___ Listagem da tarefa
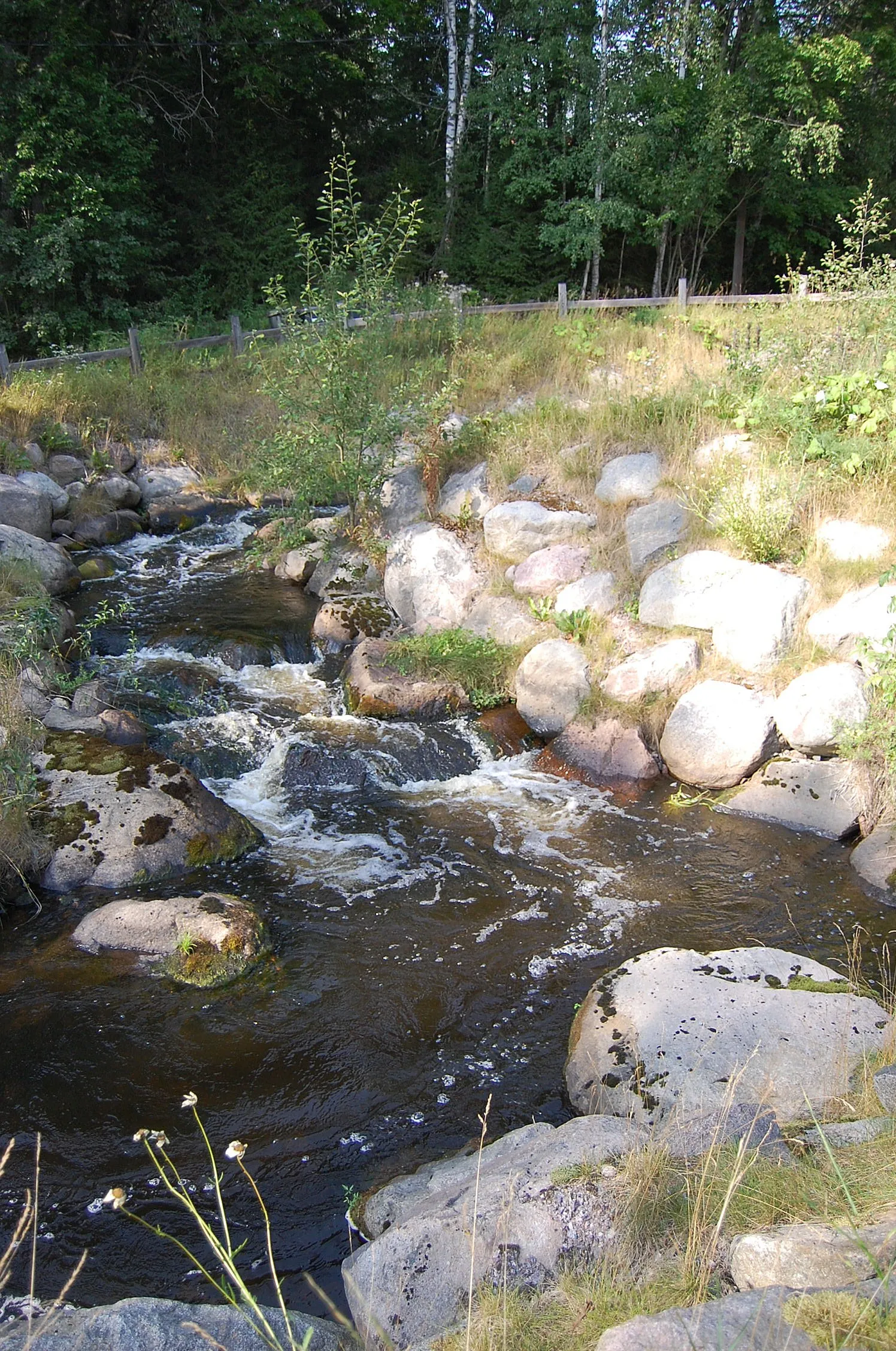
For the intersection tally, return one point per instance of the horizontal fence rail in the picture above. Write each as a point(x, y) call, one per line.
point(238, 337)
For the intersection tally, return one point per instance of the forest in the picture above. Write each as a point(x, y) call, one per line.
point(155, 155)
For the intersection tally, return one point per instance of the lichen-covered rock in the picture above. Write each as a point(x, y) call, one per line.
point(517, 530)
point(467, 493)
point(552, 684)
point(204, 941)
point(600, 752)
point(430, 577)
point(819, 705)
point(549, 569)
point(804, 795)
point(118, 816)
point(718, 734)
point(53, 565)
point(673, 1030)
point(376, 689)
point(629, 477)
point(652, 671)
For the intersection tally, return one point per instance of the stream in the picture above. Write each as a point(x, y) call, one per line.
point(434, 928)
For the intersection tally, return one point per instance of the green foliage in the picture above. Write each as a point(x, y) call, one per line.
point(480, 665)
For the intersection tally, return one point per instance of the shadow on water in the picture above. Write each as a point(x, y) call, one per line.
point(437, 915)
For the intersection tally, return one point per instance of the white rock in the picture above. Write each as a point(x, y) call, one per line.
point(689, 590)
point(549, 569)
point(517, 530)
point(552, 683)
point(430, 577)
point(629, 477)
point(731, 445)
point(718, 734)
point(49, 487)
point(165, 481)
point(652, 671)
point(501, 618)
point(652, 530)
point(821, 704)
point(760, 615)
point(849, 541)
point(597, 593)
point(680, 1030)
point(804, 795)
point(858, 614)
point(467, 492)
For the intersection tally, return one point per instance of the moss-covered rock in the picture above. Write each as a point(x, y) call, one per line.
point(120, 816)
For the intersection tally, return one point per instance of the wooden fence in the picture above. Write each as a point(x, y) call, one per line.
point(238, 337)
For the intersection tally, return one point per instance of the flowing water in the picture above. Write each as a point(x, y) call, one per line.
point(434, 926)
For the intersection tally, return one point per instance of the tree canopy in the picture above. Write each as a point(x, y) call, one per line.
point(156, 153)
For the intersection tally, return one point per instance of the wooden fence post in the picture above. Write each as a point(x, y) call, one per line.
point(137, 356)
point(237, 335)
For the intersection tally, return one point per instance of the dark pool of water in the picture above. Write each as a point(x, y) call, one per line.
point(431, 938)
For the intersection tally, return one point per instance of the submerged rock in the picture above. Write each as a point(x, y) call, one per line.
point(680, 1030)
point(161, 1326)
point(377, 689)
point(206, 940)
point(600, 752)
point(120, 816)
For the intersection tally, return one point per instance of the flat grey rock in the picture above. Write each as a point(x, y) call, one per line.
point(652, 531)
point(819, 705)
point(629, 477)
point(159, 1326)
point(672, 1030)
point(804, 795)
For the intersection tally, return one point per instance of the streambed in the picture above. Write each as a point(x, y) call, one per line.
point(434, 928)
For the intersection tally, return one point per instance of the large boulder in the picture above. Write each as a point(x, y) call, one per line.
point(689, 590)
point(762, 608)
point(804, 795)
point(652, 531)
point(467, 495)
point(411, 1281)
point(718, 734)
point(858, 614)
point(48, 487)
point(875, 858)
point(652, 671)
point(376, 689)
point(850, 542)
point(597, 593)
point(203, 941)
point(167, 481)
point(629, 477)
point(145, 1325)
point(25, 508)
point(120, 816)
point(549, 569)
point(819, 705)
point(602, 752)
point(676, 1030)
point(552, 684)
point(430, 577)
point(517, 530)
point(402, 499)
point(501, 618)
point(52, 564)
point(813, 1255)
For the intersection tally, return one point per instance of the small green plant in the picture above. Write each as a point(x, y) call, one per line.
point(576, 623)
point(541, 608)
point(480, 665)
point(223, 1272)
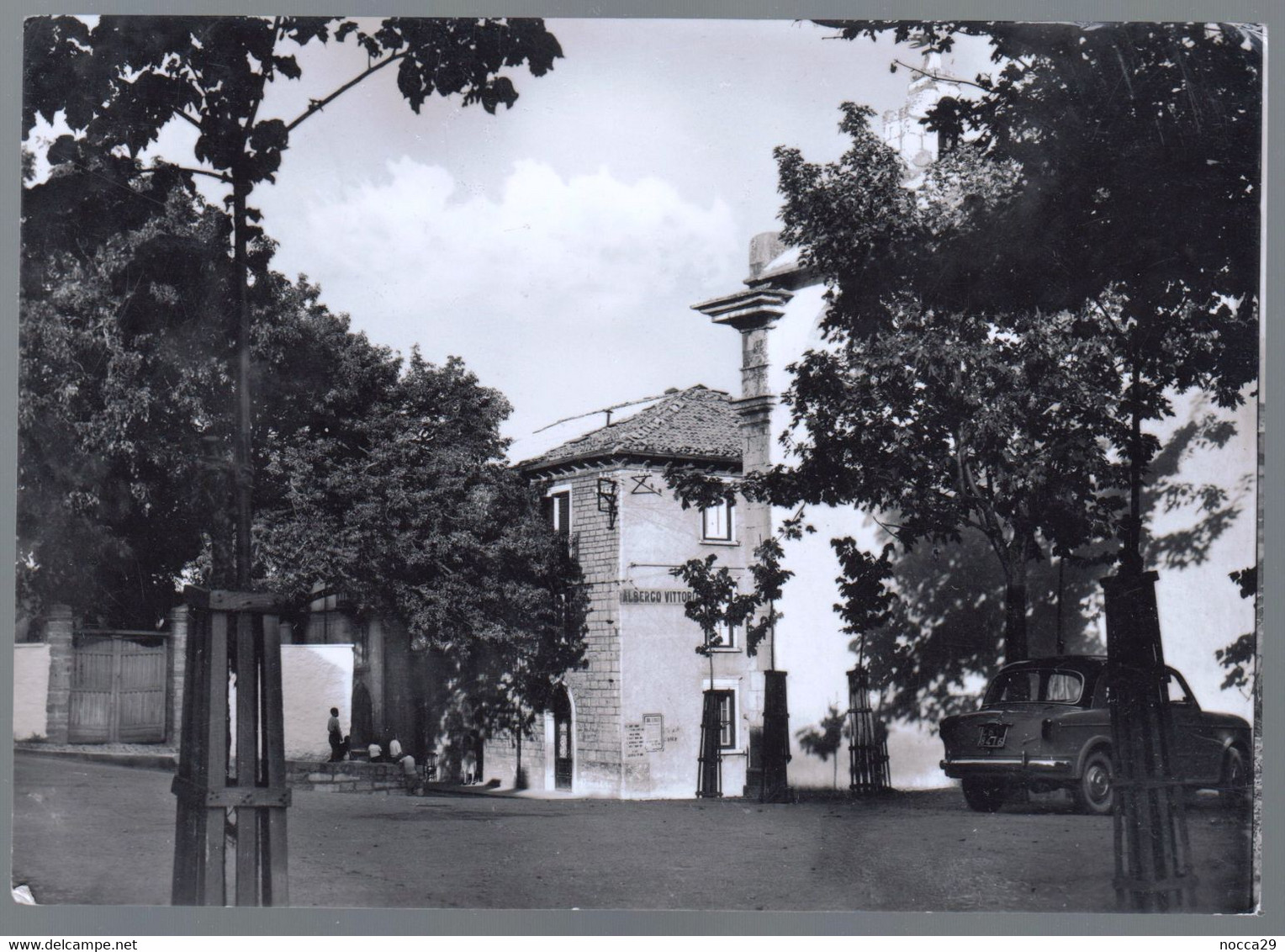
______
▸ Tarefa proposta
Renomeie "intersection tally" para "overlap count" em toda a listagem e reproduza-a sem as imagens, mantendo o restante inalterado.

▸ Resposta esperada
For the overlap count, return one point per instance of the horizontal fence rail in the picture above. Write each as a point(x, y) call, one per line.
point(238, 337)
For the overlap count, return one point per instance of the forest in the picture above. Write each as a point(x, y) call, one per line.
point(155, 155)
For the overlap count, return one point per instance of the lichen-covered rock in the picture above. Write each as a point(x, y) call, one per line.
point(517, 530)
point(467, 493)
point(552, 684)
point(204, 941)
point(600, 752)
point(430, 577)
point(819, 705)
point(549, 569)
point(804, 795)
point(118, 816)
point(718, 734)
point(53, 565)
point(673, 1030)
point(376, 689)
point(629, 477)
point(652, 671)
For the overlap count, return one point per instance of the stream in the picture above. Write each as a point(x, y) call, one per line.
point(434, 928)
For the overlap count, return one point per instance of the green foliage in the picture above. Write each as a point(x, y) call, one per line.
point(480, 665)
For the overlap count, return one point per instance of the shadow on water in the picture above. Write each as a point(x, y) call, one per line.
point(437, 915)
For the overlap count, return one point per instance of the white rock in the picture above. Write each as a point(x, y) call, one per line.
point(689, 590)
point(549, 569)
point(517, 530)
point(552, 683)
point(430, 577)
point(629, 477)
point(731, 445)
point(718, 734)
point(49, 487)
point(165, 481)
point(652, 671)
point(501, 618)
point(652, 530)
point(821, 704)
point(760, 615)
point(849, 541)
point(597, 593)
point(680, 1030)
point(804, 795)
point(858, 614)
point(467, 492)
For the overlap count, return one point per instance of the moss-covered rock in the picture above. Write each as a point(x, y) call, one per line.
point(120, 816)
For the overlap count, return one point per instance of the wooden fence in the picture above. Write each as a point(x, y) call, one per line.
point(238, 337)
For the overlap count, return one point per instance of the flowing water in the picture above. Write each as a point(x, y) call, one per line.
point(434, 926)
For the overlap count, return one point per instance of the tree canopy in the picture above. Write each as a point(x, y) call, one per line.
point(156, 153)
For the overlap count, return one point per instance of the wooden fence post in the picture above. Write each as a point(x, y) call, one per line.
point(137, 356)
point(237, 335)
For the overlap count, return one point per instance of the dark pool of water in the picture above. Write each as a point(x, y) call, one per line.
point(431, 938)
For the overlap count, return one point per instance of the submerged rock in the picture above. Write each as a point(x, y) call, one per line.
point(680, 1030)
point(161, 1326)
point(377, 689)
point(206, 940)
point(600, 752)
point(120, 816)
For the overlap count, return one point per instance of the flat grey rock in the picture above. Write each as a point(x, y) call, one per line.
point(652, 531)
point(819, 705)
point(629, 477)
point(159, 1326)
point(672, 1030)
point(804, 795)
For the overlap count, return one point per instance of the streambed in the picture above. Write each as a point(x, y) call, one per line.
point(434, 928)
For the overlap count, return one point per instance of the large boulder in the picture above. Write each as a point(x, y) call, one per line.
point(689, 590)
point(762, 608)
point(804, 795)
point(652, 531)
point(467, 495)
point(411, 1281)
point(718, 734)
point(858, 614)
point(48, 487)
point(875, 858)
point(652, 671)
point(376, 689)
point(850, 542)
point(597, 593)
point(203, 941)
point(167, 481)
point(629, 477)
point(145, 1325)
point(25, 508)
point(120, 816)
point(549, 569)
point(819, 705)
point(602, 752)
point(676, 1030)
point(552, 684)
point(430, 577)
point(517, 530)
point(402, 499)
point(501, 618)
point(52, 564)
point(813, 1255)
For the overlap count, return one point per instance of the small green plant in the picture above. Write each as a point(x, y) call, one per line.
point(576, 623)
point(541, 608)
point(480, 665)
point(223, 1272)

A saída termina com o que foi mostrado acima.